- **EXERCISE TASKS**
1. In the article about Mike Strain's talk to the Crowley Lions Club, how many state computer servers did the cyber attack affect?
2. Pick up the article about Mike Strain's talk to the Crowley Lions Club after its final sentence and write the next part.

- **READING PASSAGE**

== Segment start ==

Ag commissioner addresses Crowley Lions

Strain covers myriad of topics during luncheon

Dr. Mike Strain, DVM, recently re-elected to his fourth term as state Commissioner of Agriculture and Forestry, covered a wide range of topics when he addressed the Crowley Lions Club recently.
Everything from the recent cyber attack on the state computer system to a new rice deal with Korea to the grown hemp industry were covered during the lunch meeting at Rice Palace.
“Our world tilted up on its ear Monday,” Strain said, referring to the cyber attack that impacted 132 state computer servers and 1,600 work stations.
“Fortunately, we were able to unplug and shut down before too much damage was done,” he said. “But still, 1,600 computers have to be wiped down to the metal and reprogrammed.
“Technology is changing the way we do business.”

== Segment end ==

(Dataset entries)
== Segment start ==

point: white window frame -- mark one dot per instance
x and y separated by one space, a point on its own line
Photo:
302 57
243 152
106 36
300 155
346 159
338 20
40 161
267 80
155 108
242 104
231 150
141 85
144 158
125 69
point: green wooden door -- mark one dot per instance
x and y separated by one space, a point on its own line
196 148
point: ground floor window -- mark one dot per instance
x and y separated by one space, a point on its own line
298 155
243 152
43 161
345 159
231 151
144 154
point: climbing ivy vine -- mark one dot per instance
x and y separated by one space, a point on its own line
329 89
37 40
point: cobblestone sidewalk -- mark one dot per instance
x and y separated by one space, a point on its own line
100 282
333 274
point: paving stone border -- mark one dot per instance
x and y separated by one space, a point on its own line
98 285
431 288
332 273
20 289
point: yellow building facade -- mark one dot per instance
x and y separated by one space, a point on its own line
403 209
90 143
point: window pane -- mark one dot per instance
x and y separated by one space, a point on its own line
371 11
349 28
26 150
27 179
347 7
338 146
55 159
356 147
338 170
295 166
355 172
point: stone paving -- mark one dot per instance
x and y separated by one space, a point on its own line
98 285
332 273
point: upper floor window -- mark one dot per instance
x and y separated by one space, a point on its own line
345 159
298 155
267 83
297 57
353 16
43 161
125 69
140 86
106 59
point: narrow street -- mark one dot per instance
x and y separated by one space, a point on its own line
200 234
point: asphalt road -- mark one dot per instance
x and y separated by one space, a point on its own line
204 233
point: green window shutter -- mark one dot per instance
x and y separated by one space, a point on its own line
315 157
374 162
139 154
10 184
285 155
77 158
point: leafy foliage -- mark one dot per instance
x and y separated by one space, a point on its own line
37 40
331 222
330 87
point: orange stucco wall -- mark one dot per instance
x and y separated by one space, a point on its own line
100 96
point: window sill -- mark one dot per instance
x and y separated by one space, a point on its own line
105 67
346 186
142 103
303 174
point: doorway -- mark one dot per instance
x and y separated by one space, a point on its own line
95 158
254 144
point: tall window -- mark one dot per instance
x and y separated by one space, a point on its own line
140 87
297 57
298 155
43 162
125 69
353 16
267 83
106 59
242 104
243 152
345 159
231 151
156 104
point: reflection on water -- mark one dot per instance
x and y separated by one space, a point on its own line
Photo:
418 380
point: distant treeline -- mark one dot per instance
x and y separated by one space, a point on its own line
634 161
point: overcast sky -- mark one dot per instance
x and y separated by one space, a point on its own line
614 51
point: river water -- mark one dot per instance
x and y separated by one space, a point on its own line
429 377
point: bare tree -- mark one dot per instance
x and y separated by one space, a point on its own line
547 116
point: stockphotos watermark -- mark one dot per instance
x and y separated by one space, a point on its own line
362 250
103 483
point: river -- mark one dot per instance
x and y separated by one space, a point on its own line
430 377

== Segment end ==

- **RESPONSES IN ORDER**
1. It affected 132 state computer servers.

2.
Strain also announced to Lions a long-sought deal had been reached between the United Stated and Korea for U.S.-only rice import access.
“The agreement ensures that Korea will import a minimum of 132 metric tons of rice annually, beginning January 1, 2020,” he said.
While the U.S. has regularly exceeded that tonnage in export since 2014, this additional certainty allows for long-term planning and regularity by American exporters doing business in the Korean market, Strain explained.
Korea is consistently a top ten export destination for U.S.-grown rice and one of the best and highest-valued markets for farmers, merchants and millers.
The commissioner said hemp is becoming big business in agriculture circles thanks to recent action by the Louisiana Legislature to legalize the growth of hemp and allow the sale of some CBD products.
“There was a meeting recently in Alexandria — a big meeting, about 500 people attended — to find out about the potential of growing industrial hemp as a cash crop,” Said Strain.
He explained that hemp has several uses. It can be grown for CBD oil that has therapeutic applications for inflammation and anxiety. The crop also can be grown for seed to be used as food for animal and human consumption.
Hemp is also grown for fiber to make a wide variety of products, including rope and industrial products, he he said.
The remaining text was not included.